## HOW TO COMPLETE THIS TASK
All that should be output is the block of lines below from the line with "stone grave base." to the line with "tall gray headstone.", both included, exactly as written.

## LISTED ENTRIES
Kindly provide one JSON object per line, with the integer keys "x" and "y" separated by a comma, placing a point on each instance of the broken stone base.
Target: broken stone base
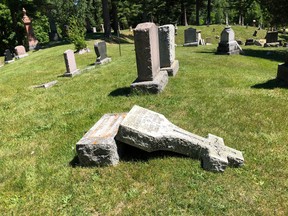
{"x": 103, "y": 61}
{"x": 154, "y": 87}
{"x": 282, "y": 73}
{"x": 151, "y": 131}
{"x": 228, "y": 48}
{"x": 72, "y": 74}
{"x": 47, "y": 85}
{"x": 275, "y": 44}
{"x": 98, "y": 147}
{"x": 172, "y": 71}
{"x": 191, "y": 44}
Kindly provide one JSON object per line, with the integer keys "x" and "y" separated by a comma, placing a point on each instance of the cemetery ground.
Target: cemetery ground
{"x": 235, "y": 97}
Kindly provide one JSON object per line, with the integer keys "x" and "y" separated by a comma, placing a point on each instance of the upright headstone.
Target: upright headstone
{"x": 167, "y": 50}
{"x": 150, "y": 79}
{"x": 151, "y": 131}
{"x": 8, "y": 57}
{"x": 20, "y": 52}
{"x": 228, "y": 44}
{"x": 98, "y": 146}
{"x": 32, "y": 41}
{"x": 101, "y": 53}
{"x": 71, "y": 68}
{"x": 190, "y": 37}
{"x": 282, "y": 73}
{"x": 271, "y": 39}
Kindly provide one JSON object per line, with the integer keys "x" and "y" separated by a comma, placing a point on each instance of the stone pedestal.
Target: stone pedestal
{"x": 228, "y": 44}
{"x": 151, "y": 131}
{"x": 101, "y": 53}
{"x": 98, "y": 146}
{"x": 167, "y": 50}
{"x": 150, "y": 79}
{"x": 71, "y": 68}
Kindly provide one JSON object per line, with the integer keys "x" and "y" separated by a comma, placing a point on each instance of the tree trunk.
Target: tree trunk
{"x": 106, "y": 18}
{"x": 208, "y": 12}
{"x": 197, "y": 12}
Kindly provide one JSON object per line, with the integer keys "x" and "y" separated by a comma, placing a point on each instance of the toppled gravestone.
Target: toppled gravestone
{"x": 151, "y": 131}
{"x": 98, "y": 146}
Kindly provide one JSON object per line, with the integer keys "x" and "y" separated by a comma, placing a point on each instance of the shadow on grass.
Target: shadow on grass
{"x": 125, "y": 91}
{"x": 274, "y": 55}
{"x": 129, "y": 153}
{"x": 271, "y": 84}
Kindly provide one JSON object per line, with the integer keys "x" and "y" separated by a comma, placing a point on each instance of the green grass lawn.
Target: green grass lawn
{"x": 234, "y": 97}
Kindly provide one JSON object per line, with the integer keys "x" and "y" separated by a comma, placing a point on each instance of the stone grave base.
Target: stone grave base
{"x": 282, "y": 73}
{"x": 228, "y": 48}
{"x": 275, "y": 44}
{"x": 103, "y": 61}
{"x": 192, "y": 44}
{"x": 72, "y": 74}
{"x": 21, "y": 56}
{"x": 173, "y": 69}
{"x": 98, "y": 146}
{"x": 154, "y": 87}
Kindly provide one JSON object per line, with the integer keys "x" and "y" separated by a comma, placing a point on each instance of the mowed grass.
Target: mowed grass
{"x": 234, "y": 97}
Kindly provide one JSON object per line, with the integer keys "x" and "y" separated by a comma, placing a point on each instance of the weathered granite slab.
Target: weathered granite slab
{"x": 70, "y": 63}
{"x": 98, "y": 146}
{"x": 167, "y": 49}
{"x": 151, "y": 131}
{"x": 47, "y": 85}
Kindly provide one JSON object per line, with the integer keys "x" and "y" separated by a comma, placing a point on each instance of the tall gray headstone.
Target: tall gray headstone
{"x": 101, "y": 53}
{"x": 98, "y": 146}
{"x": 150, "y": 79}
{"x": 8, "y": 56}
{"x": 70, "y": 62}
{"x": 20, "y": 52}
{"x": 190, "y": 37}
{"x": 151, "y": 131}
{"x": 228, "y": 44}
{"x": 167, "y": 49}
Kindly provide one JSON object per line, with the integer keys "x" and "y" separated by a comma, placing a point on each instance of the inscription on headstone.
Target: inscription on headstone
{"x": 150, "y": 79}
{"x": 98, "y": 146}
{"x": 101, "y": 53}
{"x": 167, "y": 50}
{"x": 71, "y": 68}
{"x": 228, "y": 44}
{"x": 151, "y": 131}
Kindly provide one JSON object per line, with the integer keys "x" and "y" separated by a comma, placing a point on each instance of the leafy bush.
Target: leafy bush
{"x": 76, "y": 33}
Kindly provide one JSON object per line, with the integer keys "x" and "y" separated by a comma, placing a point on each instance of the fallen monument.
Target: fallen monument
{"x": 151, "y": 131}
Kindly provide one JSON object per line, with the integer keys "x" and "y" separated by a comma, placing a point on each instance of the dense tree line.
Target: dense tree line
{"x": 51, "y": 17}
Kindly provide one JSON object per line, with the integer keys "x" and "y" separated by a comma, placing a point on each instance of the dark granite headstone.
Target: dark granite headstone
{"x": 101, "y": 53}
{"x": 150, "y": 79}
{"x": 8, "y": 56}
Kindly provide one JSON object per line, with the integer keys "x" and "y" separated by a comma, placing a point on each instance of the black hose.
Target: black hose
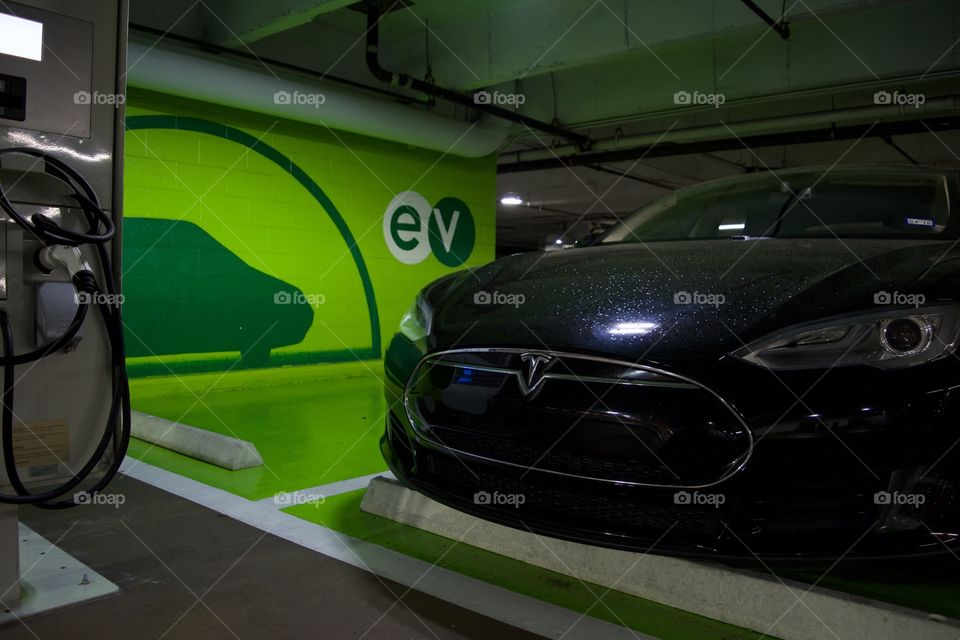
{"x": 119, "y": 405}
{"x": 45, "y": 229}
{"x": 117, "y": 428}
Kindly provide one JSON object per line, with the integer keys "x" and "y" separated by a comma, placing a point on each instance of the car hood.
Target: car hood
{"x": 675, "y": 300}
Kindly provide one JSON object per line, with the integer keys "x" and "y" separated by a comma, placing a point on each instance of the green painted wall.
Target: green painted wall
{"x": 250, "y": 242}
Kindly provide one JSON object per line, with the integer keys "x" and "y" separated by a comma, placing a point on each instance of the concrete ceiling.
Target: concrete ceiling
{"x": 612, "y": 69}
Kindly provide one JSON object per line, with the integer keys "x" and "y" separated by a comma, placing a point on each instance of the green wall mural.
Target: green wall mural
{"x": 251, "y": 243}
{"x": 178, "y": 302}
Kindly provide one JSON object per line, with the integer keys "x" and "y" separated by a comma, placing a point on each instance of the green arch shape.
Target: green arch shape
{"x": 199, "y": 125}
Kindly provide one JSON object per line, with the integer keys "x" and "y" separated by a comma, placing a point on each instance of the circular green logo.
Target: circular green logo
{"x": 412, "y": 229}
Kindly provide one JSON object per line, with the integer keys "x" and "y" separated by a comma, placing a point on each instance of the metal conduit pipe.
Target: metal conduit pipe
{"x": 934, "y": 107}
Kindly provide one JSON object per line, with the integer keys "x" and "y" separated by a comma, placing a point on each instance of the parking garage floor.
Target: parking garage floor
{"x": 184, "y": 568}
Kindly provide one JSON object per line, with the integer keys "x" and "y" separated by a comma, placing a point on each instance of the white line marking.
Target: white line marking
{"x": 302, "y": 496}
{"x": 512, "y": 608}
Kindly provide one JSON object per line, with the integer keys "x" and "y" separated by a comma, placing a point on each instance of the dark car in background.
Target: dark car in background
{"x": 758, "y": 366}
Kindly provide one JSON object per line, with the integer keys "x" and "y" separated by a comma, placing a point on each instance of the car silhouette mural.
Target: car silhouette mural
{"x": 190, "y": 294}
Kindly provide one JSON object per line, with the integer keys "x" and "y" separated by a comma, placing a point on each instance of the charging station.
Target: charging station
{"x": 65, "y": 402}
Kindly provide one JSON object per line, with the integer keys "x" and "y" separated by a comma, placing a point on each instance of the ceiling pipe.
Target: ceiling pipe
{"x": 209, "y": 47}
{"x": 816, "y": 120}
{"x": 781, "y": 27}
{"x": 729, "y": 143}
{"x": 200, "y": 76}
{"x": 406, "y": 81}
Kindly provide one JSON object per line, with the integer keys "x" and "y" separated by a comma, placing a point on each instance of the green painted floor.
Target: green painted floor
{"x": 308, "y": 430}
{"x": 319, "y": 424}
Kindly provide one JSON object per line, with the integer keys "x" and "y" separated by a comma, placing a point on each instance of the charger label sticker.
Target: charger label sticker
{"x": 41, "y": 442}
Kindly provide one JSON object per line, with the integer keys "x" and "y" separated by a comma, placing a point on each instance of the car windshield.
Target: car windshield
{"x": 804, "y": 204}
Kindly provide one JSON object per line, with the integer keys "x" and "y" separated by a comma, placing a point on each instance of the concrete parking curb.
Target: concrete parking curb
{"x": 781, "y": 608}
{"x": 223, "y": 451}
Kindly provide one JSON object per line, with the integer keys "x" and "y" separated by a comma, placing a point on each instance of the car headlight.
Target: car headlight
{"x": 417, "y": 321}
{"x": 887, "y": 340}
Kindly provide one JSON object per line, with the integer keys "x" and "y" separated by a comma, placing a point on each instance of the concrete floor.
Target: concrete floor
{"x": 188, "y": 572}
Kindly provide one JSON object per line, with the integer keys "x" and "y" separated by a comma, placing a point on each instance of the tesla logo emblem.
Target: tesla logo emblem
{"x": 532, "y": 377}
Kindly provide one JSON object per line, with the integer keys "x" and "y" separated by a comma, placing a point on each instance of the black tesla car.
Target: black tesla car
{"x": 762, "y": 365}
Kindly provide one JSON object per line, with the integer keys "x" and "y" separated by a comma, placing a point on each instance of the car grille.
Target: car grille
{"x": 576, "y": 415}
{"x": 603, "y": 510}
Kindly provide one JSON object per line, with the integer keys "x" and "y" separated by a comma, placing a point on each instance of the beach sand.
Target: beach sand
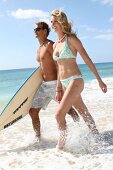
{"x": 19, "y": 148}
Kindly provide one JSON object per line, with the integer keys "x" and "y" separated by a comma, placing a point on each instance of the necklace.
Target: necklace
{"x": 59, "y": 40}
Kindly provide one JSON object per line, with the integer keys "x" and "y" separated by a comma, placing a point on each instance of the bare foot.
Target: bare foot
{"x": 62, "y": 139}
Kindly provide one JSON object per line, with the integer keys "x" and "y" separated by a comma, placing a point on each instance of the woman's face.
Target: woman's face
{"x": 55, "y": 24}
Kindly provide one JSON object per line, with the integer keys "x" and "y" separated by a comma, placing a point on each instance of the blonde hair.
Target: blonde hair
{"x": 62, "y": 19}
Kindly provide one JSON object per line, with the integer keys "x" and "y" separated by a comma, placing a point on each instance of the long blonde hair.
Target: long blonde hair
{"x": 62, "y": 19}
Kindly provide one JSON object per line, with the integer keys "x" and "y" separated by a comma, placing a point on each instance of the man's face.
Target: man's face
{"x": 38, "y": 31}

## SOLUTION TO THE PROBLEM
Kindly provide one JSON object per line, with the integer keys "x" and "y" separated by a comma, placing a point on each instance of the stone grave base.
Target: stone grave base
{"x": 282, "y": 73}
{"x": 228, "y": 48}
{"x": 275, "y": 44}
{"x": 103, "y": 61}
{"x": 192, "y": 44}
{"x": 72, "y": 74}
{"x": 21, "y": 56}
{"x": 173, "y": 69}
{"x": 98, "y": 146}
{"x": 154, "y": 87}
Kindly provide one JSON object per line, with the integer keys "x" and "y" separated by a comma, placing a point on each instance of the mowed grass.
Target: mowed grass
{"x": 234, "y": 97}
Kindly provide one JSON object per line, with the integer keys "x" and "y" separated by a comma, placing a point on each instance of the weathered granite slab.
Target: weathered granite slab
{"x": 70, "y": 63}
{"x": 98, "y": 146}
{"x": 167, "y": 49}
{"x": 151, "y": 131}
{"x": 47, "y": 85}
Kindly provide one JSON object per line, with the integer keys "x" and "y" separated by a comma, placing a point on each instance of the tall gray headstone.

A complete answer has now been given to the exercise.